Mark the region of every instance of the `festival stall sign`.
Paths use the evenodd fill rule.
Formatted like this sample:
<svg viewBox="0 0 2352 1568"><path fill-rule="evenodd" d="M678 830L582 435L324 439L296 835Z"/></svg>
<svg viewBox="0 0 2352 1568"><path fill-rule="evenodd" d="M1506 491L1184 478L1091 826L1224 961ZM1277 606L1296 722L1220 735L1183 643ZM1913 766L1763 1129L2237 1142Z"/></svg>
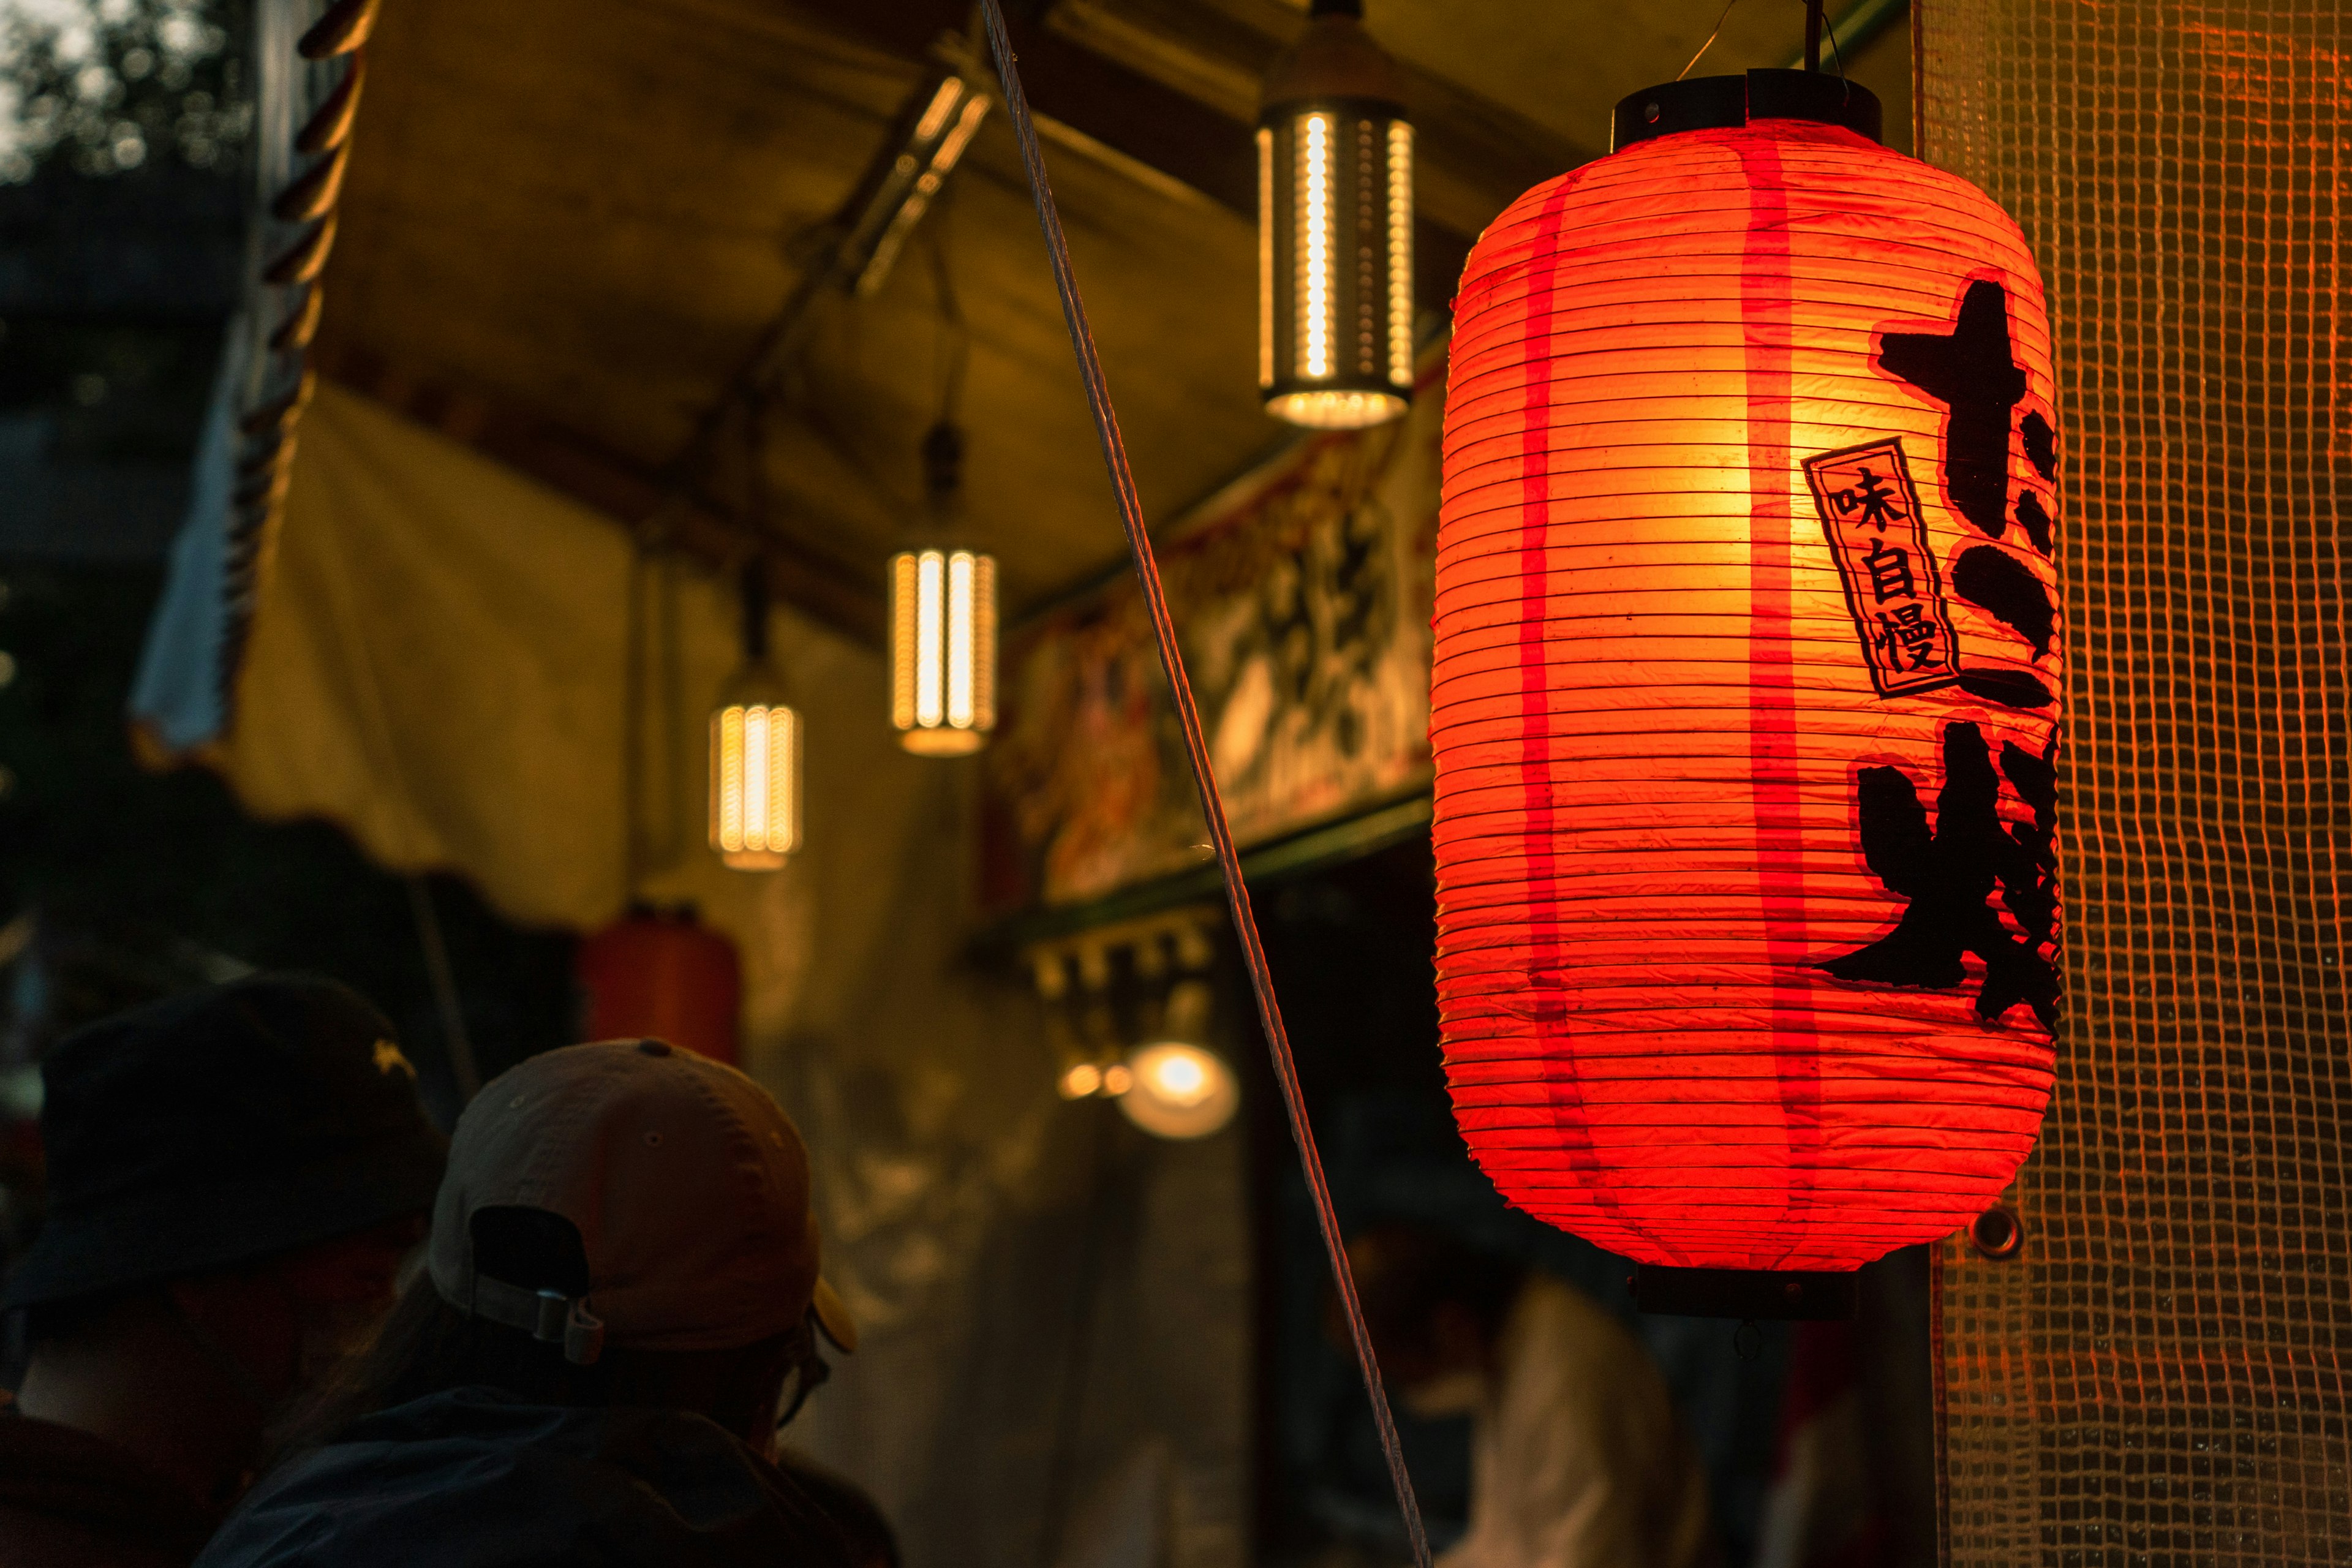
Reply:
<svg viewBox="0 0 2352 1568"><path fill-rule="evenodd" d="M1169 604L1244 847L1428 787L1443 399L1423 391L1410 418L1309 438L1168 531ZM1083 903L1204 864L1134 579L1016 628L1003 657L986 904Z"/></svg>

============================================================

## PROBLEM TO WORK ON
Each line from the one with "Formatted like this" through the end of the entries should be reproduced exactly. Leave out the pictures.

## RESPONSE TO THE EXERCISE
Formatted like this sample:
<svg viewBox="0 0 2352 1568"><path fill-rule="evenodd" d="M678 830L582 435L324 439L296 835Z"/></svg>
<svg viewBox="0 0 2352 1568"><path fill-rule="evenodd" d="M1506 491L1184 478L1091 826L1224 961ZM1277 606L1296 722L1220 735L1183 643ZM1913 766L1763 1129L2237 1142Z"/></svg>
Reply:
<svg viewBox="0 0 2352 1568"><path fill-rule="evenodd" d="M1169 604L1244 847L1428 787L1443 399L1423 391L1410 418L1309 438L1168 531ZM1083 903L1204 864L1134 579L1016 628L1003 657L986 904Z"/></svg>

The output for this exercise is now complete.